## Assignment
Every line of the data below should be retyped exactly.

═══ Data in this exercise

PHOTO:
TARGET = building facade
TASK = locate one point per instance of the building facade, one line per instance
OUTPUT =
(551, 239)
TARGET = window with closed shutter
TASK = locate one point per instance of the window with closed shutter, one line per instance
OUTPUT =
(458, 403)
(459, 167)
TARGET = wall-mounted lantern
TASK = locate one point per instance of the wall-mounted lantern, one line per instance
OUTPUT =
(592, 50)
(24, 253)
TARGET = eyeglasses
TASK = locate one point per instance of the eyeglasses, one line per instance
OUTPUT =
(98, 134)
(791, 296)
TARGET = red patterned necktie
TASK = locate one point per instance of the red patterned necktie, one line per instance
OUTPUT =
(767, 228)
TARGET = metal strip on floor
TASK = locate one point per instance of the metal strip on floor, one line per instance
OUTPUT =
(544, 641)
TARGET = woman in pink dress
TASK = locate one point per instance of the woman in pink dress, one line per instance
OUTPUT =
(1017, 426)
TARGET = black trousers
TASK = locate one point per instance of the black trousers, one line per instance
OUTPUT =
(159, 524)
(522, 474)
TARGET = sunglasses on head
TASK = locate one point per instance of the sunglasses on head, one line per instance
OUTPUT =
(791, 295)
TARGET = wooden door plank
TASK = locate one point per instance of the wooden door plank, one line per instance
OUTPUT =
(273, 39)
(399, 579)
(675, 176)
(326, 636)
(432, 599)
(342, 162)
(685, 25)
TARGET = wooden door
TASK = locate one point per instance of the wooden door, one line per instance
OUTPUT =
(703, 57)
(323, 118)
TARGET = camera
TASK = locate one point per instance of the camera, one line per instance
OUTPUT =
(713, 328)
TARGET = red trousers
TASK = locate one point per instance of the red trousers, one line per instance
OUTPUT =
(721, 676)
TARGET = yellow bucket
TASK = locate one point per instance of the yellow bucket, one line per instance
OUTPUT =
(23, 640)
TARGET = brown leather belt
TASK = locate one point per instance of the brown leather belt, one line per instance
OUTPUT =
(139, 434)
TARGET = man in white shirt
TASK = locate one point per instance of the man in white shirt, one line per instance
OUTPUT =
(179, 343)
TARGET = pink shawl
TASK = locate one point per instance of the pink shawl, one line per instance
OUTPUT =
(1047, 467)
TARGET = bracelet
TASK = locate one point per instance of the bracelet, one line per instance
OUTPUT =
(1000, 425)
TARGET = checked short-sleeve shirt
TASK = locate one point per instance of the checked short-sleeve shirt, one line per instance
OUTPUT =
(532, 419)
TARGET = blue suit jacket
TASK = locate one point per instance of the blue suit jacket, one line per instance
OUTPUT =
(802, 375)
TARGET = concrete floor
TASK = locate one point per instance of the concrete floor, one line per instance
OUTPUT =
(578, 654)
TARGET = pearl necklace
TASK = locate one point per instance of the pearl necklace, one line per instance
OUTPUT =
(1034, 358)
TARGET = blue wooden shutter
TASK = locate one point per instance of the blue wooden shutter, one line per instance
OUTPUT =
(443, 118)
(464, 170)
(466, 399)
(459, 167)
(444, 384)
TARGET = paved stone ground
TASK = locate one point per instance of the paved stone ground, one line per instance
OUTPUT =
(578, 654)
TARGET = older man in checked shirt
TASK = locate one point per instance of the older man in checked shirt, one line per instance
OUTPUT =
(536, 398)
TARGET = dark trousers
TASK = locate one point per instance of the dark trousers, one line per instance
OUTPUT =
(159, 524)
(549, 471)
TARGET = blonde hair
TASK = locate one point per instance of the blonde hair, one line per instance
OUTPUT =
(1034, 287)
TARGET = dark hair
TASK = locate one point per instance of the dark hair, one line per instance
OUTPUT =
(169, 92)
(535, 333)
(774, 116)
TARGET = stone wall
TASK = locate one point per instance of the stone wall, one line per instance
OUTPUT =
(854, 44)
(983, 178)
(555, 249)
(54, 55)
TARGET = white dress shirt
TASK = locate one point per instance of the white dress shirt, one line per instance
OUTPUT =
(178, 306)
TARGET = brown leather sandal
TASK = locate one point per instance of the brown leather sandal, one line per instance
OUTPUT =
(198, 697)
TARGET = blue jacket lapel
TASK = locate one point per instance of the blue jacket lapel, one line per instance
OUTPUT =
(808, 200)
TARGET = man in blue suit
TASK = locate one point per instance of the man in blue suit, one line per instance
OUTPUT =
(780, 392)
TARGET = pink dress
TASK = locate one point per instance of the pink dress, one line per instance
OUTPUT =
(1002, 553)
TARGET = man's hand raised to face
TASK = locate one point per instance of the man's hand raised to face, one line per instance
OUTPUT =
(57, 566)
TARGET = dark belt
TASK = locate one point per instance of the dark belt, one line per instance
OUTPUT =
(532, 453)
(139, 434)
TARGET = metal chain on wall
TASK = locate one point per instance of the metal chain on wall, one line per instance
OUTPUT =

══════

## Your response
PHOTO:
TARGET = building facade
TASK = locate one point per instance of the building facade, one line per instance
OUTPUT =
(551, 239)
TARGET = window with closed shutter
TASK = locate one point per instance of the window with closed shutter, one line per instance
OUTPUT =
(458, 403)
(459, 167)
TARGET = wall-mounted lantern
TASK = locate one point per instance of the wall-mounted lantern, one line per instance
OUTPUT =
(592, 50)
(24, 253)
TARGET = eyeglasses
TASK = locate one point per instance of the eyeglasses, one line per instance
OUTPUT =
(98, 134)
(791, 296)
TARGET = red patterned necktie
TASK = locate one point per instance of the red patterned necktie, one line per instance
OUTPUT =
(767, 228)
TARGET = metal strip on floor
TASK = locate one point per instance of the metal strip on floor, one line per instance
OUTPUT =
(544, 641)
TARGET = woman in pink dress
TASK = locate one point per instance of the woman in pink dress, one line per instance
OUTPUT =
(1017, 426)
TARGET = black trousers
TASK = locate one point per instance of the black trousers, one line per instance
OUTPUT =
(159, 524)
(522, 474)
TARGET = sunglasses on head
TASK = locate one point per instance of the sunglasses on head, one line per instance
OUTPUT =
(791, 295)
TARGET = wooden door plank
TASK = locate one point per instance of the wooden door plank, one line per instance
OUTPUT =
(273, 39)
(399, 579)
(675, 176)
(326, 636)
(432, 599)
(342, 162)
(685, 25)
TARGET = wooden door
TASK = locate one point per instance of the wooden door, one line per instance
OUTPUT =
(703, 57)
(323, 118)
TARGET = camera
TASK = locate one point per instance of the camera, one line per instance
OUTPUT =
(713, 328)
TARGET = red trousers
TASK = locate one point per instance of the red trousers, one line per instance
OUTPUT =
(721, 676)
TARGET = yellow bucket
TASK = locate one point per instance of the yellow bucket, one line per instance
OUTPUT =
(23, 640)
TARGET = brown leather belt
TASK = locate one point per instance of the brown leather belt, one line per instance
OUTPUT =
(139, 434)
TARGET = man in white shirt
TASK = locate one point per instance of the man in white shirt, one line per instance
OUTPUT =
(179, 343)
TARGET = pink shawl
TASK = locate one point per instance of the pink shawl, one line per instance
OUTPUT =
(1047, 467)
TARGET = bracelet
TASK = locate one point per instance of the bracelet, one line per instance
OUTPUT =
(1000, 425)
TARGET = checked short-sleeve shirt
TASK = locate one point per instance of the checked short-sleeve shirt, one line per instance
OUTPUT =
(532, 419)
TARGET = blue suit jacket
TASK = locate one point per instance of the blue suit jacket, one line per instance
OUTPUT =
(802, 375)
TARGET = concrete floor
TASK = locate one point per instance of the concrete floor, one line per instance
OUTPUT =
(578, 654)
TARGET = pearl necklace
TASK = locate one point per instance of the pearl necklace, one line per instance
OUTPUT =
(1034, 358)
TARGET = blue wooden shutter
TASK = locate one point per instance of the blue wooden shutter, one line per instance
OUTPUT =
(443, 118)
(464, 170)
(466, 399)
(459, 167)
(444, 384)
TARGET = paved stone ground
TASK = locate one point per instance of the paved stone ground, one line per instance
OUTPUT =
(578, 654)
TARGET = older man in checked shirt
TASK = locate one point per instance of the older man in checked shirt, one line per instance
OUTPUT =
(536, 398)
TARGET = dark trousers
TASK = locate one point per instance of the dark trousers, one line per instance
OUTPUT =
(159, 524)
(549, 471)
TARGET = blonde hair
TASK = locate one point per instance of the blonde hair, one line per instance
OUTPUT =
(1034, 287)
TARGET = dark hair
TASK = locate one point per instance of the dark hair, one line per instance
OUTPUT =
(169, 92)
(535, 333)
(774, 116)
TARGET = stone wall
TASK = locate one point per instance of the stone wall, one line per instance
OUTPUT =
(854, 44)
(983, 178)
(555, 249)
(54, 55)
TARGET = white dress shirt
TASK = locate one point per instance of the white dress shirt, one line per instance
OUTPUT =
(178, 306)
TARGET = brown leather sandal
TASK = locate one point per instance of the brown leather sandal, one line per instance
OUTPUT =
(198, 697)
TARGET = blue jacket lapel
TASK = locate one point per instance of the blue jacket lapel, one line per instance
OUTPUT =
(808, 200)
TARGET = man in blue suit
TASK = locate one point per instance of the man in blue suit, one line per instance
OUTPUT =
(780, 392)
TARGET = pink dress
TASK = locate one point per instance of the pink dress, one line per instance
OUTPUT =
(1002, 553)
TARGET = man's hand raised to face
TASK = locate one point per instance of the man's hand raised to face, one line per instance
OUTPUT =
(57, 566)
TARGET = dark belt
TASK = locate one point per instance of the dark belt, one line per instance
OUTPUT =
(532, 453)
(139, 434)
TARGET = metal chain on wall
TASK = locate one point per instance of the metal chain on wall, one line per instance
OUTPUT =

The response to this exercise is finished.